**** Page ****
BACKGROUND OF THE INVENTION

1. Field of the Invention
The present invention relates to a template for forming solder bumps, a method of manufacturing the template and a method of inspecting solder bumps using the template. More particularly, the present invention relates to a template having cavities to form solder bumps in a microelectronic packaging technology, a method of manufacturing the template and a method of inspecting solder bumps formed in the cavities of the template.
2. Description of the Related Art
Recently, a microelectronic packaging technology is increasingly moving from wire bonds to solder bumps as the method of interconnection. There are various solder bumping technologies used in volume production. For example, these include electroplating, solder paste printing, evaporation, the direct attachment of preformed solder spheres, and the like.
Particularly, a C4NP (controlled collapse chip connection new process) technology has lately attracted considerable attention by enabling fine pitch bumping at low cost and improving reliability of semiconductor devices. Examples of the C4NP technology are disclosed in U.S. Pat. Nos. 5,607,099, 5,775,569, 6,025,258, etc.
According to the C4NP technology, spherical solder bumps are formed in cavities of a template and then transferred onto bump pads of a semiconductor wafer at a reflow temperature of the solder bumps. The bump pads are connected with metal wires of chips formed on the semiconductor substrate, and under-bump metallurgy (UBM) pads are disposed on the bump pads. The UBM pads may be provided to improve an adhesive strength between the solder bumps and the bump pads.
The semiconductor chips of the wafer, onto which the solder bumps are transferred, may be individualized by a dicing process. Each of the semiconductor chips may be attached to a substrate, for example, a printed circuit board (PCB), by a solder reflow process and an underfill process to thereby manufacture a flip chip device.
A molten solder may be injected into the cavities of the template to form the solder bumps. An example of an apparatus for injecting a molten solder is disclosed in U.S. Pat. No. 6,231,333. The injected solder may be solidified in the cavities, and the template may be heated to a solder reflow temperature to form spherical solder bumps.
FIG. 1 is a cross-sectional view illustrating a conventional template for forming solder bumps.
Referring to FIG. 1, a plurality of cavities 14 is formed at surface portions of a template 10 to form solder bumps. The cavities 14 may be formed by a wet etching process. Particularly, a mask may be formed on a substrate 12 to have a plurality of openings and a wet etching process may then be performed using the mask to thereby form the cavities 14. An example of a method of forming the cavities 14 is disclosed in U.S. Pat. No. 6,332,569.
It is difficult to use the conventional template 10 for many hours because the template 10 is formed of silicon oxide. Particularly, a nozzle for providing a molten solder makes close contact with the template 10 and the molten solder is injected into the cavities 14 by a relative sliding movement between the nozzle and the template 10. Thus, the template 10 may be damaged by the nozzle while injecting the molten solder. Further, the template 10 may be easily broken during its transfer.

SUMMARY OF THE INVENTION

Example embodiments of the present invention provide a template having increased lifetime.
Further, example embodiments of the present invention provide a method of manufacturing the template as mentioned above.
Still further, example embodiments of the present invention provide a method of inspecting solder bumps formed in cavities of the template as mentioned above.
**** Supplied records ****
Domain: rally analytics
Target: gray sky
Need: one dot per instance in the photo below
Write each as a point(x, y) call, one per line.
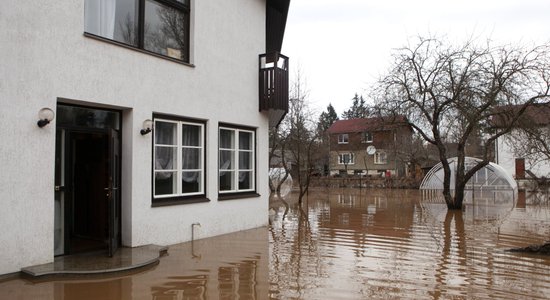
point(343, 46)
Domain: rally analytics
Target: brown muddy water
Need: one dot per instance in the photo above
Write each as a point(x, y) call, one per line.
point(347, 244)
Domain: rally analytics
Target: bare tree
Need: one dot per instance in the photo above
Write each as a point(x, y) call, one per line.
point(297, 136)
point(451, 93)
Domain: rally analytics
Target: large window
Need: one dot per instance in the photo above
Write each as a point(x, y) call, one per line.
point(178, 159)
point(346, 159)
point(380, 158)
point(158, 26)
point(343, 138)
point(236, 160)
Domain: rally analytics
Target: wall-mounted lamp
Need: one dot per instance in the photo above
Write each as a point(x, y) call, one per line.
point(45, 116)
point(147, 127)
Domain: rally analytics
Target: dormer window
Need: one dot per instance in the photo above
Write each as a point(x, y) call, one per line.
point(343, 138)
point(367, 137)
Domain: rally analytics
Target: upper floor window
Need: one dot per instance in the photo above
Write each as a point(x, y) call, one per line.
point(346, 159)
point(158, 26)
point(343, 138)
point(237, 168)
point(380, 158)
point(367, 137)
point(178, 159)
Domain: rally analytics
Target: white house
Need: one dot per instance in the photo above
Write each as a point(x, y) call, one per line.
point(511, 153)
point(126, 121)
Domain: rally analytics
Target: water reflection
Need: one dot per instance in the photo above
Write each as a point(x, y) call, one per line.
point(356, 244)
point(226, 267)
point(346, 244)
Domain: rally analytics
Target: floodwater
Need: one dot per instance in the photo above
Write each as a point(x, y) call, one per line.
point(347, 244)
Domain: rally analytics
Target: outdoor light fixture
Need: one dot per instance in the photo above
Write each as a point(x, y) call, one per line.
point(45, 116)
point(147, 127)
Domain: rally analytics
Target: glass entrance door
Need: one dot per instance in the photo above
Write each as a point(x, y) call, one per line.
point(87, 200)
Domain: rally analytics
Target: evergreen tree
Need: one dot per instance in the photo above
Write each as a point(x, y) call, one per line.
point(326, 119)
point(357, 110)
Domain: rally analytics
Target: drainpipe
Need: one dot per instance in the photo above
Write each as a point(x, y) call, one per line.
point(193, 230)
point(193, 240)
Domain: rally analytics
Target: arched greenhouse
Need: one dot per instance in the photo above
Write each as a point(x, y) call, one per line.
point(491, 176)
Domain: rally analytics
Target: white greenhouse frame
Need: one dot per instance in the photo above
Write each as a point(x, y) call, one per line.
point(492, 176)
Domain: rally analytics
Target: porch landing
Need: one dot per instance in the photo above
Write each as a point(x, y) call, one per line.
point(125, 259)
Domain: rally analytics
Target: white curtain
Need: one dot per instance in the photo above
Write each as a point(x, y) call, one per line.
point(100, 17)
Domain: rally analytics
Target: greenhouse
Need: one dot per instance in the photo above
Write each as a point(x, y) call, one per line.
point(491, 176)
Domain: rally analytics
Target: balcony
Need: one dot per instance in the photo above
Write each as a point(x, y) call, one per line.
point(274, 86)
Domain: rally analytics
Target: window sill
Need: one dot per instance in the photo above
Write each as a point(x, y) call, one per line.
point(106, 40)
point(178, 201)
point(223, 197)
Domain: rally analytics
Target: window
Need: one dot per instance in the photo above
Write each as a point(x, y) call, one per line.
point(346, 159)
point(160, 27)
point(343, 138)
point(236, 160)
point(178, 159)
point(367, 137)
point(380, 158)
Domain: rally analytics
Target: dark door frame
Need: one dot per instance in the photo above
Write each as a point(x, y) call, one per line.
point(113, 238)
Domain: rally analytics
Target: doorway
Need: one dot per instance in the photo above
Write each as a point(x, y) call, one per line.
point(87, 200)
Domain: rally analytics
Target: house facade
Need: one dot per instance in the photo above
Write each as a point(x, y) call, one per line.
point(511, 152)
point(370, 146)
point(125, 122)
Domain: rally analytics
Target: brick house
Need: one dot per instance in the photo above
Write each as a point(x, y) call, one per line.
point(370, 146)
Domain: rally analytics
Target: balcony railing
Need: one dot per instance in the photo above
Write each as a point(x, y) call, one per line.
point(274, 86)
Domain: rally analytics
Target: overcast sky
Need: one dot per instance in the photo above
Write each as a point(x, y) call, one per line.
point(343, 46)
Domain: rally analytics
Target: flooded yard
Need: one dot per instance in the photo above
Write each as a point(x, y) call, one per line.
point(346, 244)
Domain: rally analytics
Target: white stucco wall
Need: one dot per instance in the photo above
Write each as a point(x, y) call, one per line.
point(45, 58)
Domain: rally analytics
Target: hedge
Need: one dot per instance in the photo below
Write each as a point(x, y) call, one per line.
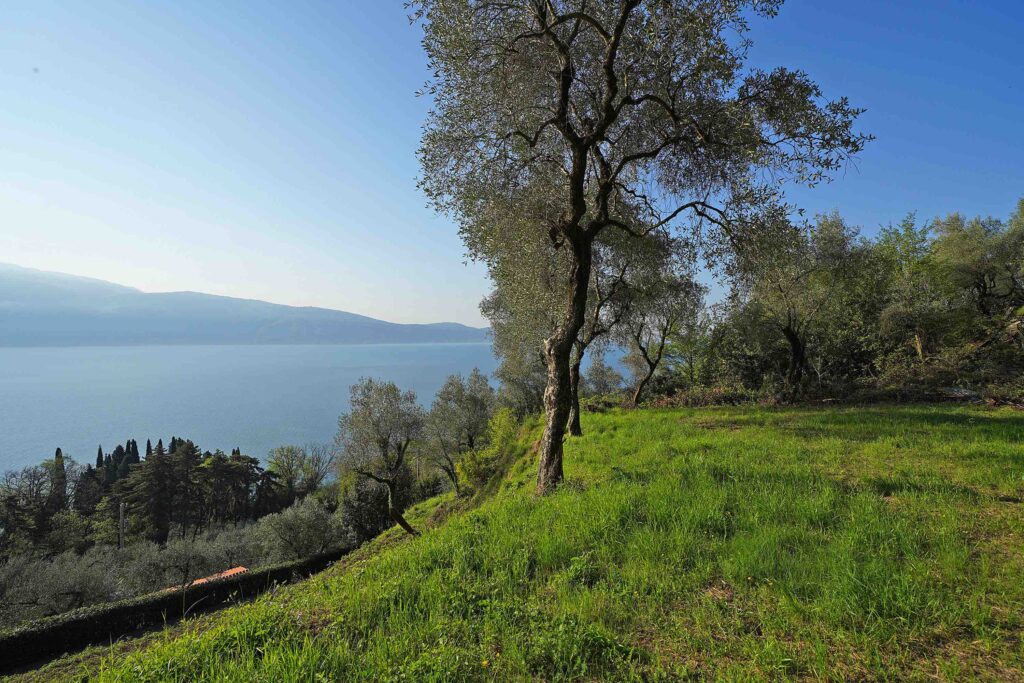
****
Parts of the exercise:
1 – In the solder-bump template text, take the part that opens with the words containing "Particularly, a C4NP" and closes with "and the bump pads.", and write it out with "C4NP" swapped for "C4-NP".
2 – Please list every U.S. patent number cited in the solder-bump template text.
3 – Write the next few sentences of the solder-bump template text, picking up after its final sentence.
The rows play no part in any of this work.

Solved problems:
1 –
Particularly, a C4-NP (controlled collapse chip connection new process) technology has lately attracted considerable attention by enabling fine pitch bumping at low cost and improving reliability of semiconductor devices. Examples of the C4-NP technology are disclosed in U.S. Pat. Nos. 5,607,099, 5,775,569, 6,025,258, etc.
According to the C4-NP technology, spherical solder bumps are formed in cavities of a template and then transferred onto bump pads of a semiconductor wafer at a reflow temperature of the solder bumps. The bump pads are connected with metal wires of chips formed on the semiconductor substrate, and under-bump metallurgy (UBM) pads are disposed on the bump pads. The UBM pads may be provided to improve an adhesive strength between the solder bumps and the bump pads.

2 – 5,607,099; 5,775,569; 6,025,258; 6,231,333; 6,332,569

3 –
According to an aspect of the present invention, a template may include a transparent substrate on which a plurality of cavities is formed at upper surface portions thereof, and a light-reflective layer formed on a lower surface of the transparent substrate.
In some example embodiments of the present invention, the light-reflective layer may include metal, and a protective layer may be formed on the light-reflective layer.
In a method of manufacturing a template according to another aspect of the present invention, a light-reflective layer may be formed on a lower surface of a transparent substrate, and upper surface portions of the transparent substrate may be partially removed to form a plurality of cavities to be used to form solder bumps, thereby forming the template.
In a method of inspecting solder bumps according to still another aspect of the present invention, the solder bumps may be formed in cavities of a template. The cavities may be formed at upper surface portions of a transparent substrate, and a light-reflective layer may be formed on a lower surface of the transparent substrate. Light may be irradiated toward an upper surface of the transparent substrate. The light may be reflected by the light-reflective layer and may be detected by a detector. The detected light may be analyzed to ascertain whether the solder bumps are normally formed in the cavities.
In some example embodiments of the present invention, an image of the solder bumps may be acquired from the detected light, and it is ascertained whether the solder bumps are normally formed in the cavities from regularities of the image.
In some example embodiments of the present invention, an intensity profile may be acquired from the detected light, and it is ascertained whether the solder bumps are normally formed in the cavities from variation in distances between peak values in the intensity profile of the detected light.
According to the example embodiments of the present invention, a template for forming solder bumps may include a transparent substrate, on which a plurality of cavities is formed at upper surface portions thereof, and a light-reflective layer formed on a lower surface of the transparent substrate. Thus, even though the template makes close contact with a nozzle to inject a molten solder into the cavities, damage to the template may be prevented, thereby increasing the lifetime of the template. Further, an inspection process on the solder bumps, which are formed in the cavities, may be easily performed by analyzing light reflected by the light-reflective layer.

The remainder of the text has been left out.